» **YOUR GOAL**: Copy the rows below from the line containing "Q: Point out every instance of the white concrete" down through the line containing "x=204 y=694", substituting "green leaves" for every "green foliage" and leaving everything else unchanged.
------------------------------------------------------------------------
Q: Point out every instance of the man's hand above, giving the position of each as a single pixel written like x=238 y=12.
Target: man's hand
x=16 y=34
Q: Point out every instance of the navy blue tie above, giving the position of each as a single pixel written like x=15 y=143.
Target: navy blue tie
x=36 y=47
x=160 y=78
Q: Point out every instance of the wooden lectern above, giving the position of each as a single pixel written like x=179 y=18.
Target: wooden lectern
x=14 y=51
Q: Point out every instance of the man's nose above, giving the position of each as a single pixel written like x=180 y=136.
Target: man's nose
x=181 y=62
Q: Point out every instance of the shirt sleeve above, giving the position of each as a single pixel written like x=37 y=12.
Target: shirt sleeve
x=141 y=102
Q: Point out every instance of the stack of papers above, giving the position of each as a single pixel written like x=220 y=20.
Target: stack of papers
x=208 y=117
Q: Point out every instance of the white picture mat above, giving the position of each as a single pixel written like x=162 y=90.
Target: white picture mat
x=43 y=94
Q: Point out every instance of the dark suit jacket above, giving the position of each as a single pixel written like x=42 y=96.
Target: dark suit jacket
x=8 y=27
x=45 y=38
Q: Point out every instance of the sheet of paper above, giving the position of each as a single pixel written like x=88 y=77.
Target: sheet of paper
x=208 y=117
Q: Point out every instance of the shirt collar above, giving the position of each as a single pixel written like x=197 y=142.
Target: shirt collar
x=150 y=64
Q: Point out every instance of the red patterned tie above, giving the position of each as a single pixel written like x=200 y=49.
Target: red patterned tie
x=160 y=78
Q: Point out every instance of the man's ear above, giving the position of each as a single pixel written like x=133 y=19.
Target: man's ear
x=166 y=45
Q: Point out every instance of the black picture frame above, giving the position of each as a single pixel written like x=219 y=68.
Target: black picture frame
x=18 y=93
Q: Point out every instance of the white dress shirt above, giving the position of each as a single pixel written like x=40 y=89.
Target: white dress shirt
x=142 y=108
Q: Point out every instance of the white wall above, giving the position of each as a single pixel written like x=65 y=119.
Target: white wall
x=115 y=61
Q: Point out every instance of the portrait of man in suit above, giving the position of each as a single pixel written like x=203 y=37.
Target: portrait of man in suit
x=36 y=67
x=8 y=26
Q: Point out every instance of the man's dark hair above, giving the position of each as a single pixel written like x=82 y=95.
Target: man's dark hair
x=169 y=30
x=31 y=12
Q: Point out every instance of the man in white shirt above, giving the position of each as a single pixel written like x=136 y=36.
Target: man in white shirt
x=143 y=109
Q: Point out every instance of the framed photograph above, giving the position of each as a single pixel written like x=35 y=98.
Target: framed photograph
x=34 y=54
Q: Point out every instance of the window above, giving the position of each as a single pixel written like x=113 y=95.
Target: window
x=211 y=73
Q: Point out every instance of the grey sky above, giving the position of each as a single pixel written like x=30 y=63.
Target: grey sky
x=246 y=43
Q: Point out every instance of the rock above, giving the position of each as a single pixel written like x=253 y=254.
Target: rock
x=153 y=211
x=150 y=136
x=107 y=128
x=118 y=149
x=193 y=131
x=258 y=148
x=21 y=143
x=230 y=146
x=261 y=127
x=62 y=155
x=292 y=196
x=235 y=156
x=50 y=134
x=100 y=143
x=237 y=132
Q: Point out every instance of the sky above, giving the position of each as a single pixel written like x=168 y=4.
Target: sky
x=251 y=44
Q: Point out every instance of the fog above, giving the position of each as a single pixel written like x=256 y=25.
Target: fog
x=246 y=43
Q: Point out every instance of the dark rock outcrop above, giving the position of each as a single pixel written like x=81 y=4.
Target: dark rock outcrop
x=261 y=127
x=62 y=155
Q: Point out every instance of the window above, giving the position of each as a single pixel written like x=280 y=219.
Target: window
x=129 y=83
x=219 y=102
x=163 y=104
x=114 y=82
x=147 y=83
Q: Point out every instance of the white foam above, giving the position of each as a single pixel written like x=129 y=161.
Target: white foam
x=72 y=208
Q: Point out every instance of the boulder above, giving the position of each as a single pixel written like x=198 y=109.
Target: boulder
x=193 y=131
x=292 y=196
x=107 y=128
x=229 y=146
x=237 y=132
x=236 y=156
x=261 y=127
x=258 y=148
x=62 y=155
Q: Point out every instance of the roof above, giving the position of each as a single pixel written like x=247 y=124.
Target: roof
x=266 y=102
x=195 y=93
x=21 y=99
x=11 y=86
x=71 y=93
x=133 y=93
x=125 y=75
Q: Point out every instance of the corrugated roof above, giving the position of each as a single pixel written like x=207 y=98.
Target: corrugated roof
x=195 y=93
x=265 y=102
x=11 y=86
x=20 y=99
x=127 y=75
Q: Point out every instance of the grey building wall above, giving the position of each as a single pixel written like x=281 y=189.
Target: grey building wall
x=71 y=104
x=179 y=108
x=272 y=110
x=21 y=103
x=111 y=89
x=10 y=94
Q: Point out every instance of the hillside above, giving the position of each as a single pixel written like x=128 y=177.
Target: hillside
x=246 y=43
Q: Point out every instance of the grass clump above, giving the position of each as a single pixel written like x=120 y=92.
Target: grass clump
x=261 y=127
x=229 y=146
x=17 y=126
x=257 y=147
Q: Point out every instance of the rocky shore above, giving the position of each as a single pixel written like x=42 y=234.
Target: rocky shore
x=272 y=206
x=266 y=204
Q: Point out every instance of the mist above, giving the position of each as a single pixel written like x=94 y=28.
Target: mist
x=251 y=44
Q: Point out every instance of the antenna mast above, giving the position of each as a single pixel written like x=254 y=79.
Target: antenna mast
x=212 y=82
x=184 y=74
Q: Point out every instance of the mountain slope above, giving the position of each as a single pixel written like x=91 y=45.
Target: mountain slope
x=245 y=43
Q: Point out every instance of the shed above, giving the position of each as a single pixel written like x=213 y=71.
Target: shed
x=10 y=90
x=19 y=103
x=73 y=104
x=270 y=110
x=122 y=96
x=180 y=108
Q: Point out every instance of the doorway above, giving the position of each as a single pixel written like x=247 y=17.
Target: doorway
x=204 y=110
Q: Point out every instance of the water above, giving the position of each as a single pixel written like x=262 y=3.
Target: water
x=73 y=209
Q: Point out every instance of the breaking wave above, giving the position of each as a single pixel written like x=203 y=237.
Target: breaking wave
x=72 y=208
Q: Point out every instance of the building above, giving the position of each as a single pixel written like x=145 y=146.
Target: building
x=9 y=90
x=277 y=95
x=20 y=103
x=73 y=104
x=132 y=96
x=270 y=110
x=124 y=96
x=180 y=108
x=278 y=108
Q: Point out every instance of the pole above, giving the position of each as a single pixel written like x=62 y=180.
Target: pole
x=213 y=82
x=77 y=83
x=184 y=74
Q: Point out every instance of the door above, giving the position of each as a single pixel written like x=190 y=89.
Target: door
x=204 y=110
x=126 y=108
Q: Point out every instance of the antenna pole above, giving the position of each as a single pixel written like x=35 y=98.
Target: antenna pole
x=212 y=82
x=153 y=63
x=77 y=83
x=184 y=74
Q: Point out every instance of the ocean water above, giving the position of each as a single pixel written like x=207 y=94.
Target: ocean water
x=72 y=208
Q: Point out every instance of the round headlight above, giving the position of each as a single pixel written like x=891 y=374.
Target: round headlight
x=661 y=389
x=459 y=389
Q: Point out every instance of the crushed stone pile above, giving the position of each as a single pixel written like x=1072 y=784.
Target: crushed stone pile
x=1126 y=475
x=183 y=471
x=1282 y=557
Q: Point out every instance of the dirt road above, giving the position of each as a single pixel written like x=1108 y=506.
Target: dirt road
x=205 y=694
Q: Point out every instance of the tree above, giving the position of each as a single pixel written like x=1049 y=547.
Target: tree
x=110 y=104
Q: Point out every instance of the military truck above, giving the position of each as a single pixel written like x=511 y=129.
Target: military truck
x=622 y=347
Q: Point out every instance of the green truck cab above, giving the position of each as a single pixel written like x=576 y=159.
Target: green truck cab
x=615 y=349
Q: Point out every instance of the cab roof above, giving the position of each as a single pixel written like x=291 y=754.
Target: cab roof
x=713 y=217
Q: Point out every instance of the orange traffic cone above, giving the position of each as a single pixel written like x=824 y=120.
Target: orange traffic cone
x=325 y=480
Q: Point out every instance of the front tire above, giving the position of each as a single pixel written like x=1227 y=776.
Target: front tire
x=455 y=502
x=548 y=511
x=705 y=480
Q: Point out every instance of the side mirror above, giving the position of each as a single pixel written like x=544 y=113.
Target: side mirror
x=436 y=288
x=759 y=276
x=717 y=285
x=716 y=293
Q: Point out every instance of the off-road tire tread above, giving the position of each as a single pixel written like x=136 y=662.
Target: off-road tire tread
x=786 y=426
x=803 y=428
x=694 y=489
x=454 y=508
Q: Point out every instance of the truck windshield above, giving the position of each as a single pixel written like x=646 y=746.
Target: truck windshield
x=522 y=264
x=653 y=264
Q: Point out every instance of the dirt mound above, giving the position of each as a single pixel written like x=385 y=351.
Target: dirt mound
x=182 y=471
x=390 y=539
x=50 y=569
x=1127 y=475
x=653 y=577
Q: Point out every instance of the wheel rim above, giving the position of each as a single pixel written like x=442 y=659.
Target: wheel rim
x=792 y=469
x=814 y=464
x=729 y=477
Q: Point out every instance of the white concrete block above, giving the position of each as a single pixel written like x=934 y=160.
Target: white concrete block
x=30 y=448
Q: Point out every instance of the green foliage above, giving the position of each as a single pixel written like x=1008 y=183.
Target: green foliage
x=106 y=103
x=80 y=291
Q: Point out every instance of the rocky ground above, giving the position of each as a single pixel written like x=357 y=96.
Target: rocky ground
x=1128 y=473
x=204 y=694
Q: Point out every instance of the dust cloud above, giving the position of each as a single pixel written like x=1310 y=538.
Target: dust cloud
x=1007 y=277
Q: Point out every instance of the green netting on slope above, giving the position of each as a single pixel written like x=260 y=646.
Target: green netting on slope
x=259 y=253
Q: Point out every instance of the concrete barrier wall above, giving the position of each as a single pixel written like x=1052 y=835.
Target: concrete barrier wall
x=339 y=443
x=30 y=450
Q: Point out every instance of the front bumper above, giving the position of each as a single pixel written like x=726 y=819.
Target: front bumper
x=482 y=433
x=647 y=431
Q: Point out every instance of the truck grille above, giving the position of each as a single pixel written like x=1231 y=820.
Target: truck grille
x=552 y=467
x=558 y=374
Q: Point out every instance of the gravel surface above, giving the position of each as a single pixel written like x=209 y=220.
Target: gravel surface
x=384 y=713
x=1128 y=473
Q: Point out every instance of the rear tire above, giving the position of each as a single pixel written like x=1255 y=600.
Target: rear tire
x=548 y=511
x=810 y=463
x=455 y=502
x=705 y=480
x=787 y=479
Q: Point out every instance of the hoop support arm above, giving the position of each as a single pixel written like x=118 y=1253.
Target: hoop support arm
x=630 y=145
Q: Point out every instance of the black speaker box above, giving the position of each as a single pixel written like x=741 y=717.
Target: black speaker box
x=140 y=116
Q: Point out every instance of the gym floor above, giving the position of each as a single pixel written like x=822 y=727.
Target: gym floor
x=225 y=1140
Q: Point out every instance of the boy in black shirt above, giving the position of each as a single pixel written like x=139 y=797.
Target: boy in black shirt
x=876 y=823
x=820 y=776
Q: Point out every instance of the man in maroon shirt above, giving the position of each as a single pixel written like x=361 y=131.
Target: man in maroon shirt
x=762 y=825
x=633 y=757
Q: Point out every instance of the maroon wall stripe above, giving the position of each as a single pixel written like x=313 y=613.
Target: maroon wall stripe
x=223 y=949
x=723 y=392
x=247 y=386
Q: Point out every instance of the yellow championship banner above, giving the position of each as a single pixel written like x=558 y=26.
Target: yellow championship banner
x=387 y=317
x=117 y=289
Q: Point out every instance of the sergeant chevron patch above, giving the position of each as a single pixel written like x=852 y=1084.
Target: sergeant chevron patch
------------------------------------------------------------------------
» **WRITTEN ANSWER**:
Q: Point out every instance of the white concrete block above, giving the position of each as a single pixel written like x=934 y=160.
Target: white concrete block
x=30 y=448
Q: Point out every instance of the green leaves above, giving the position of each as a single pixel written like x=1008 y=183.
Target: green leaves
x=106 y=103
x=80 y=291
Q: Point out every instance of the rocky ground above, giving the position of each as a single pixel written like x=357 y=96.
Target: rocky ground
x=1128 y=473
x=204 y=694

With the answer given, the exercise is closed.